* INPUT FOR THIS TASK:
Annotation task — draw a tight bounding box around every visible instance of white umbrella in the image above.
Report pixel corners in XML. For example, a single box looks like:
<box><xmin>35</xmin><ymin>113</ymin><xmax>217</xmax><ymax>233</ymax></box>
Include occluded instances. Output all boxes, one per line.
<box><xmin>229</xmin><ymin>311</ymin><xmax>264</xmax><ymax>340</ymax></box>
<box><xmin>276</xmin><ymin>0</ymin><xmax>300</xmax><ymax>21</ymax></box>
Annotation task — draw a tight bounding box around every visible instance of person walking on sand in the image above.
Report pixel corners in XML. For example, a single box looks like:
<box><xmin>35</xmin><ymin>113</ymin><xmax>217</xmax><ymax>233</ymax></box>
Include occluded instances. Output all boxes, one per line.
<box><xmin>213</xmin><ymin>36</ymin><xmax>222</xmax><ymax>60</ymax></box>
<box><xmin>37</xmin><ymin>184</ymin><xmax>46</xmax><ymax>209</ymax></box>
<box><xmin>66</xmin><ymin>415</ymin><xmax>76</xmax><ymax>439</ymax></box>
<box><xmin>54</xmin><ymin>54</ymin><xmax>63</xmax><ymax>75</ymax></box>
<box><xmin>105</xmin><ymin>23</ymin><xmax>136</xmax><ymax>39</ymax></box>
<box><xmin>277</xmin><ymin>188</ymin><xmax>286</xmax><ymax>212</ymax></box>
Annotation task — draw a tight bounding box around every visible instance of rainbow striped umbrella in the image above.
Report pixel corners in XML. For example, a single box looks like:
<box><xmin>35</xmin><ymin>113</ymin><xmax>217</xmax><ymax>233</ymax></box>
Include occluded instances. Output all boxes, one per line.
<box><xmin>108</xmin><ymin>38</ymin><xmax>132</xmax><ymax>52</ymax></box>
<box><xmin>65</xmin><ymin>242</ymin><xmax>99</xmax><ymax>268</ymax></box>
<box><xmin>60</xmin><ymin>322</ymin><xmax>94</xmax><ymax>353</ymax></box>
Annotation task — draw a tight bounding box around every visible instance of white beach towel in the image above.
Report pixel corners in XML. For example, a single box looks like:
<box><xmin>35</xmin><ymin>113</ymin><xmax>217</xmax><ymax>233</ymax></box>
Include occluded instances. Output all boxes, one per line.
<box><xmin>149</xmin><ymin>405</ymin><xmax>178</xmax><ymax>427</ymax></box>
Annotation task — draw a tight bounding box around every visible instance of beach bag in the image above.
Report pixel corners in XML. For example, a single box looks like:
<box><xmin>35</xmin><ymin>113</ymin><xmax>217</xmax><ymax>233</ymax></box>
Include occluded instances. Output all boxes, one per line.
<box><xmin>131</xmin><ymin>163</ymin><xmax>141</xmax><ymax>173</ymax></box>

* WORK REQUIRED: Report each line from the items above that contains the string "every", copying the whole line.

* REPLY TO THE EXERCISE:
Annotation task — draw a tight bounding box around every visible instance of white umbrella in the image above.
Annotation task — draw a tight bounding box around every visible instance of person walking on sand in the image above.
Annotation task — draw a tight bounding box around every visible instance of rainbow striped umbrella in the image above.
Annotation task — draw a tight bounding box around every visible instance of white beach towel in the image above.
Annotation task — draw a tight bounding box around every visible instance of beach bag in the image above.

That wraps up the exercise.